BEGIN RECORDS PROVIDED

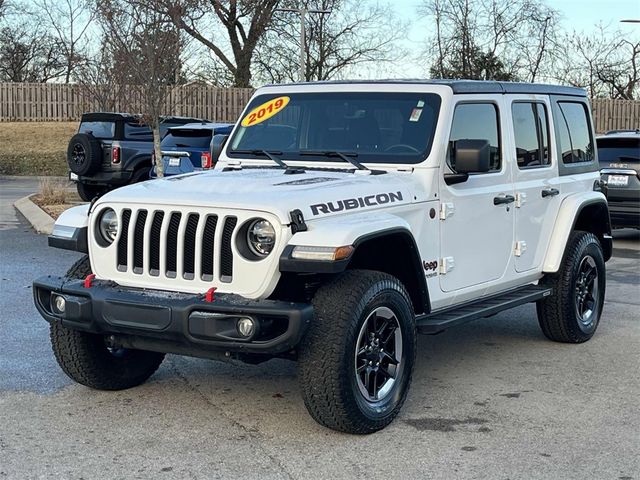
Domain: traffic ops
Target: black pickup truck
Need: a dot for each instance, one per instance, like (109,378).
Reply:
(111,150)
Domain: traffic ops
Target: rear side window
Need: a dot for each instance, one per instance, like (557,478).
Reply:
(200,138)
(135,131)
(531,130)
(618,150)
(576,143)
(476,121)
(102,130)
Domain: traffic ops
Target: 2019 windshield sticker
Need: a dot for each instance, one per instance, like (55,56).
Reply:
(264,111)
(359,202)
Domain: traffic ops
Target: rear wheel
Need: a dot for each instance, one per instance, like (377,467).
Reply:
(572,313)
(88,358)
(357,357)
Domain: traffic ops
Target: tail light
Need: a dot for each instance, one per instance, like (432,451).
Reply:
(205,160)
(115,154)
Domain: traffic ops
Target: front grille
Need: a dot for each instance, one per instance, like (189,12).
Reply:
(176,245)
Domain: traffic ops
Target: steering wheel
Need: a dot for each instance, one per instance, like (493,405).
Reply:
(404,146)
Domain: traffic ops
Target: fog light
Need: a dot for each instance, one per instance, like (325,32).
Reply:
(59,303)
(246,326)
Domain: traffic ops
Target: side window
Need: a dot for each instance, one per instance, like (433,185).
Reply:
(576,143)
(476,121)
(531,130)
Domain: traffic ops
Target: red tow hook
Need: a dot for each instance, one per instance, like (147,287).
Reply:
(210,295)
(89,280)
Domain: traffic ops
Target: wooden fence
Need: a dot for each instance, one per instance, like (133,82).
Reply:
(21,102)
(609,114)
(38,102)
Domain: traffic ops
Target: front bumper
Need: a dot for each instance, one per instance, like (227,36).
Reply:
(172,322)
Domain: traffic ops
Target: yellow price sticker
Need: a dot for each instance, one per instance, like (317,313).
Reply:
(264,111)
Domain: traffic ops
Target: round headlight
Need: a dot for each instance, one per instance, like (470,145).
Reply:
(108,225)
(261,237)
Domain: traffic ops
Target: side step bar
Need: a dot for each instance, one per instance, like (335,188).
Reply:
(439,321)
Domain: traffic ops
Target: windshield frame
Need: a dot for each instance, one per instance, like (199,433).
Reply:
(433,98)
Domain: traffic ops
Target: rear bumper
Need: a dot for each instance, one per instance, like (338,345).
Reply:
(114,178)
(172,322)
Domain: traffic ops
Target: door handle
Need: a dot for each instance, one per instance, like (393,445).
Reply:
(503,199)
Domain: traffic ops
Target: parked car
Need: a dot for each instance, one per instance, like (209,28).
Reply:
(111,150)
(341,220)
(191,147)
(619,156)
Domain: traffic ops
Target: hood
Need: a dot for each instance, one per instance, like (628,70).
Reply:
(317,194)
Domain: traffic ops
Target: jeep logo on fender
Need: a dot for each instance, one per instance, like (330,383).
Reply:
(351,203)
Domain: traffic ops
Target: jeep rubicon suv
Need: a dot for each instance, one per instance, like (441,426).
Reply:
(111,150)
(341,220)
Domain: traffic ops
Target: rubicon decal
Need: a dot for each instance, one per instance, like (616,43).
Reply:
(359,202)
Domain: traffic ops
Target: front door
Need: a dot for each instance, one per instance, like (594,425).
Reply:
(477,216)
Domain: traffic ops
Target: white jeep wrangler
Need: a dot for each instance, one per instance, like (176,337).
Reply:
(341,220)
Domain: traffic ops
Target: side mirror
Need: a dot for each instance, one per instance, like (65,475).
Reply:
(217,145)
(472,156)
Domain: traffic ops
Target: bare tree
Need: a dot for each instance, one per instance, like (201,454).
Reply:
(491,39)
(145,45)
(69,21)
(101,82)
(604,62)
(27,54)
(229,29)
(352,35)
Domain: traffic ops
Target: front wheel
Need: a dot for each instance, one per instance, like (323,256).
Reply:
(357,358)
(572,313)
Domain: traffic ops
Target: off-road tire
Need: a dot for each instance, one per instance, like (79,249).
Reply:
(88,192)
(85,358)
(558,314)
(84,154)
(327,359)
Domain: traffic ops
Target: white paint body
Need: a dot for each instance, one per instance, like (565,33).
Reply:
(477,237)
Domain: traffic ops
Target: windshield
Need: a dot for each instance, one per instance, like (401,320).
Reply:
(372,126)
(200,138)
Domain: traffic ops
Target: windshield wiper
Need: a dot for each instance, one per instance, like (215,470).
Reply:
(273,157)
(348,157)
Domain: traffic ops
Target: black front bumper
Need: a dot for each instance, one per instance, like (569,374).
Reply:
(172,322)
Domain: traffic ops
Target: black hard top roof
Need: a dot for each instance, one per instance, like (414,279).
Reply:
(472,86)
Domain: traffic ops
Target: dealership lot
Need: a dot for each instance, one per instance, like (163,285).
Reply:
(493,399)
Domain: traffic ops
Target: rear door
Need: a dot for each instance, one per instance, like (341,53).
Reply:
(535,174)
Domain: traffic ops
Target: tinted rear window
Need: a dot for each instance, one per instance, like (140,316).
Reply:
(98,129)
(618,150)
(575,135)
(135,131)
(200,138)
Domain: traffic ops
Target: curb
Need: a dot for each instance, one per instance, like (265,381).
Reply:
(38,218)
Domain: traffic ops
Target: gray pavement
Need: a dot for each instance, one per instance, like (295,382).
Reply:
(492,400)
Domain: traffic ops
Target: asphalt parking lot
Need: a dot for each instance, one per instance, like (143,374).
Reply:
(492,400)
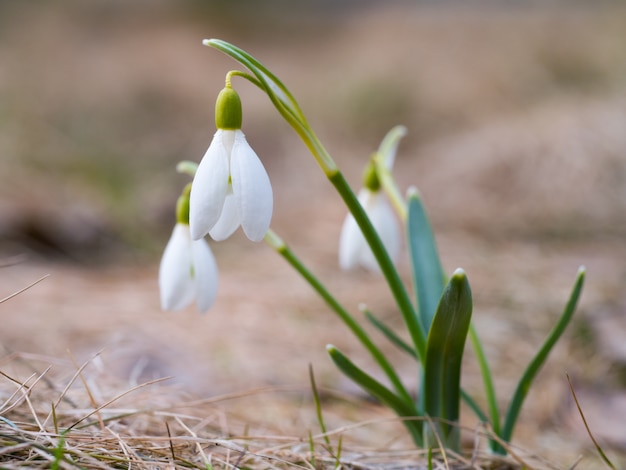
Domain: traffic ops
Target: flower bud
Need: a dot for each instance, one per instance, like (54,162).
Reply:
(228,115)
(370,177)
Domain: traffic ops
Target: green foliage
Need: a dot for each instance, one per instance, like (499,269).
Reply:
(443,308)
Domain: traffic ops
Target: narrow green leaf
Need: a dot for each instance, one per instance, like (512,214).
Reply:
(281,247)
(444,353)
(403,408)
(490,391)
(428,275)
(391,335)
(533,367)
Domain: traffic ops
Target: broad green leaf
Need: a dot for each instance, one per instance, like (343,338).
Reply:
(428,276)
(444,354)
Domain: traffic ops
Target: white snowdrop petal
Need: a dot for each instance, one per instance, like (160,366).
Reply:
(205,275)
(228,221)
(175,285)
(209,188)
(252,189)
(386,224)
(350,244)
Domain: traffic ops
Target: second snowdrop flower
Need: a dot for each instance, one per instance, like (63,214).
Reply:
(231,187)
(353,248)
(188,270)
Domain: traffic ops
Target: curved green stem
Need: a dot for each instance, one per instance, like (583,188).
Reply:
(273,240)
(386,265)
(288,107)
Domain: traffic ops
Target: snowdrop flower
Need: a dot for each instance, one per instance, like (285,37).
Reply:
(231,187)
(354,250)
(188,270)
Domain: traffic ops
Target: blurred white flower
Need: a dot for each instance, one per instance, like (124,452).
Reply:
(353,248)
(188,272)
(231,188)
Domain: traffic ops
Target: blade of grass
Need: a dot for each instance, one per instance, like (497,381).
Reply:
(533,367)
(593,439)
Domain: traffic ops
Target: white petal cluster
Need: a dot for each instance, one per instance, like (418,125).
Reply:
(188,272)
(353,248)
(230,188)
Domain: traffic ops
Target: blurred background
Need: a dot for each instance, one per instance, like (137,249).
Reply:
(516,117)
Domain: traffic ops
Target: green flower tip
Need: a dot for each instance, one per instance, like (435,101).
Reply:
(459,274)
(370,177)
(228,115)
(182,206)
(413,193)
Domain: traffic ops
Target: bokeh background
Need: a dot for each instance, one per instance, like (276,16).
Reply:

END RECORDS PROVIDED

== GIVEN REQUEST ==
Reproduce all of the data exactly, omitting each picture it holds.

== RESULT OF THE TASK ==
Domain: traffic ops
Target: black pickup truck
Need: a dot for each instance, one per instance, like (109,378).
Reply:
(111,150)
Domain: traffic ops
Target: rear side window
Need: a dot for each instance, one per instance, like (557,478).
Reply:
(200,138)
(135,131)
(531,130)
(618,150)
(576,143)
(476,121)
(102,130)
Domain: traffic ops
Target: 2019 windshield sticker
Need: a dot for each instance, one per instance, like (55,56).
Reply:
(264,111)
(359,202)
Domain: traffic ops
Target: rear wheel
Need: a dot for each instance, one per instance, like (377,467).
Reply:
(572,313)
(88,358)
(357,357)
Domain: traffic ops
Target: tail light
Need: a dot for each instance, one per instance, like (432,451).
Reply:
(205,160)
(115,154)
Domain: traffic ops
Target: front grille
Need: a dot for each instance, one per instance, like (189,12).
Reply:
(176,245)
Domain: traffic ops
Target: steering wheel
Need: a dot for each instance, one per instance, like (493,405).
Reply:
(404,146)
Domain: traffic ops
Target: fog light
Need: a dot for each instance, one per instance, like (325,32).
Reply:
(59,303)
(246,326)
Domain: traffic ops
Target: side window
Need: a dot for each instance, one per instance, like (433,185).
Reply:
(576,143)
(476,121)
(531,130)
Domain: traffic ops
Target: red tow hook
Need: a dot for each instance, one per instance, like (147,287).
Reply:
(210,295)
(89,280)
Domain: traffic ops
Target: wooden fence
Need: a dot for each instance, one per instance, like (133,82).
Reply:
(21,102)
(609,114)
(38,102)
Domain: traffic ops
Target: front bumper
Need: a dot for each instance, one per instance, like (227,36).
Reply:
(172,322)
Domain: traffic ops
Target: yellow price sticker
Need: a dot for each instance, one per instance, like (317,313).
Reply:
(264,111)
Domain: traffic ops
Target: round headlight
Need: a dot for each instance, one per instance, like (470,145).
Reply:
(108,225)
(261,237)
Domain: traffic ops
Target: side step bar
Need: a dot for each instance, one per instance, like (335,188).
Reply:
(439,321)
Domain: traffic ops
Target: windshield frame
Need: a dot for each instance, one per instance, like (199,433).
Reply:
(433,98)
Domain: traffic ops
Target: rear bumper
Need: a dot for each instance, one per instance, like (338,345).
Reply:
(114,178)
(172,322)
Domain: traffic ops
Target: door handle
Need: a dot for each instance, one per instance, like (393,445).
Reply:
(503,199)
Domain: traffic ops
Target: parked car
Need: a dot for each instance, one per instance, like (209,28).
Reply:
(111,150)
(341,220)
(191,147)
(619,156)
Domain: traffic ops
Target: hood
Need: a dot for each instance, one per instance, like (628,70).
Reply:
(317,194)
Domain: traffic ops
Target: jeep logo on fender
Need: a dot for each instance, one per instance, like (330,383).
Reply:
(351,203)
Domain: traffic ops
Target: jeep rubicon suv
Need: a dot for each instance, one per instance, like (441,426).
Reply:
(111,150)
(341,220)
Domain: traffic ops
Target: rubicon decal
Need: a dot for each instance, one per instance, like (616,43).
Reply:
(359,202)
Domain: traffic ops
Target: front door
Need: a dot for each instance, one per instance, like (594,425).
Reply:
(477,216)
Domain: traffic ops
Target: white jeep wrangler
Need: a dot for each instance, one per instance, like (176,337).
Reply:
(341,220)
Domain: traffic ops
Target: side mirror
Need: a dot for each instance, one per instance, like (65,475).
Reply:
(217,145)
(472,156)
Domain: traffic ops
Target: bare tree
Need: a dot for each instance, one per instance, like (201,454).
Reply:
(491,39)
(145,45)
(69,21)
(101,82)
(604,62)
(27,54)
(229,29)
(352,35)
Domain: traffic ops
Target: front wheel
Need: a dot for each instance, one per instance, like (323,256).
Reply:
(357,358)
(572,313)
Domain: traffic ops
Target: off-road tire
Need: a dot for each instance, one per instance, like (79,249).
Reply:
(88,192)
(85,358)
(558,314)
(84,154)
(327,359)
Domain: traffic ops
Target: white paint body
Need: a dot for each instance, one per instance, like (565,33).
Reply:
(477,237)
Domain: traffic ops
Target: windshield
Need: a dot for each instance, one per instance, like (401,320).
Reply:
(372,126)
(200,138)
Domain: traffic ops
Target: windshield wiper
Need: a dot for each instance, one per instance, like (215,470).
Reply:
(273,157)
(348,157)
Domain: traffic ops
Target: black front bumper
Need: a dot for each instance, one per instance, like (569,374).
Reply:
(172,322)
Domain: traffic ops
Target: black hard top roof
Need: a dot for each instance, one per instance, like (414,279).
Reply:
(472,86)
Domain: traffic ops
Target: dealership lot
Need: a dot for each instance, one per instance, like (163,285).
Reply:
(493,399)
Domain: traffic ops
Target: rear door
Need: a dot for each instance, one per instance, like (341,53).
Reply:
(535,174)
Domain: traffic ops
Target: tinted rear window
Need: a dot for each instance, one per instance, like (140,316).
Reply:
(98,129)
(618,150)
(575,135)
(135,131)
(200,138)
Domain: traffic ops
Target: curb
Need: a dot for each instance, one per instance, like (265,381).
Reply:
(38,218)
Domain: traffic ops
Target: gray pavement
Need: a dot for each instance, one per instance, like (295,382).
Reply:
(492,400)
Domain: traffic ops
Target: asphalt parking lot
Need: a dot for each instance, one per instance, like (143,374).
Reply:
(492,400)
Domain: traffic ops
Target: flower bud
Need: a dot for each instance, one per instance, like (54,162).
Reply:
(228,115)
(370,177)
Domain: traffic ops
Target: green foliage
Need: a dot for each instance, one per instance, like (499,269).
Reply:
(443,308)
Domain: traffic ops
Target: narrow green leaf
Need: a dot for each instance, one per instance, like (512,214).
Reply:
(281,247)
(444,353)
(403,408)
(490,391)
(428,275)
(391,335)
(533,367)
Domain: traffic ops
Target: broad green leaf
Need: a dot for each instance, one per instance, like (343,338).
Reply:
(428,276)
(444,354)
Domain: traffic ops
Target: white snowdrop petal
Need: a dot for each instance, one per instance, like (160,366).
Reply:
(205,275)
(228,221)
(175,285)
(209,188)
(252,189)
(386,224)
(350,244)
Domain: traffic ops
Target: second snowdrop flower
Need: a dot for each instance, one per instance, like (63,214).
Reply:
(231,187)
(353,248)
(188,270)
Domain: traffic ops
Target: curved green stem
Need: a dot for each instance, one per instance, like (583,188).
Reply:
(273,240)
(386,265)
(288,107)
Domain: traffic ops
Target: snowdrop flower
Need: a dot for each instance, one per instance, like (285,37).
Reply:
(231,187)
(354,250)
(188,270)
Domain: traffic ops
Target: blurred white flower
Need: a dot for each instance, one per instance, like (124,452).
Reply:
(353,248)
(188,272)
(231,188)
Domain: traffic ops
Target: blade of grass
Need: a dot for each instance, one per instance, like (497,381).
Reply:
(533,367)
(593,439)
Domain: traffic ops
Target: white petal cluster
Need: a dot for each instance, one per instance, like (418,125).
Reply:
(188,272)
(353,248)
(230,188)
Domain: traffic ops
Target: blurred background
Need: a dot for each instance, one per instance, like (137,249).
Reply:
(516,117)
Domain: traffic ops
Target: green flower tip
Need: a dot for each instance, one per instance, like (435,101).
Reply:
(459,274)
(370,177)
(228,115)
(182,206)
(413,193)
Domain: traffic ops
Target: bokeh background
Need: a dot for each instance, one per instance, like (276,16).
Reply:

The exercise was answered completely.